YOUR ASSIGNMENT: Quote every line below exactly and skip any picture.

[[ RECORDED DATA, beginning ]]

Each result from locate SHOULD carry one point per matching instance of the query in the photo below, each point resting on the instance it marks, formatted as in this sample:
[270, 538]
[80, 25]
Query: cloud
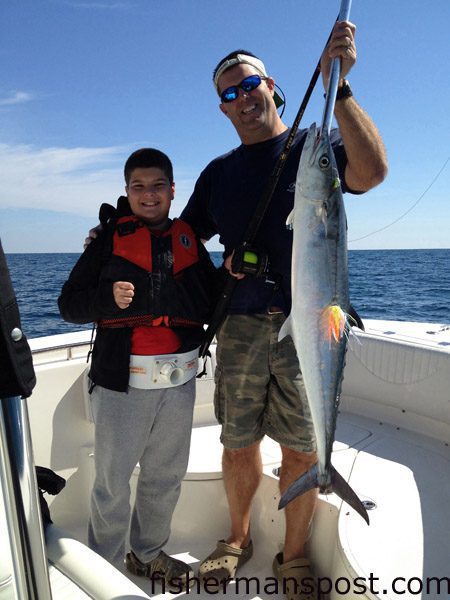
[74, 180]
[16, 98]
[70, 180]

[[ RECORDED DATA, end ]]

TASK OUTPUT:
Each result from locate SHOULD carry one point per matching instance of the query in the photo below, each point resting on the instance it marks, formatted as in this sample:
[270, 538]
[80, 25]
Query: cloud
[74, 180]
[16, 98]
[70, 180]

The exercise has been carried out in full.